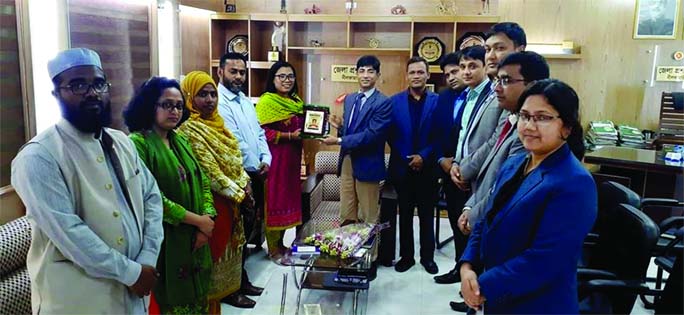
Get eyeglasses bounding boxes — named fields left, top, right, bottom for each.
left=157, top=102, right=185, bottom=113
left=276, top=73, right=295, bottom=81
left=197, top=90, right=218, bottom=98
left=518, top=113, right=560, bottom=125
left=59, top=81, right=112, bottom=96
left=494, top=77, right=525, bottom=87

━━━━━━━━

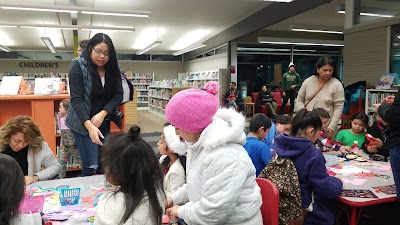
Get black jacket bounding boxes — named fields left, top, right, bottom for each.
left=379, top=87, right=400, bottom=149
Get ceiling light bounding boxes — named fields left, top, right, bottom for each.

━━━━━━━━

*TASK BRIEF*: Write out every line from the one containing "Get eyeglasses bounding" through the one containing "left=494, top=77, right=525, bottom=87", both included, copying each exactly.

*TASK SOLUTION*:
Get eyeglasses bounding boxes — named fields left, top, right, bottom for each.
left=157, top=102, right=185, bottom=113
left=276, top=73, right=295, bottom=81
left=197, top=90, right=218, bottom=98
left=518, top=113, right=560, bottom=125
left=59, top=81, right=112, bottom=96
left=494, top=77, right=525, bottom=87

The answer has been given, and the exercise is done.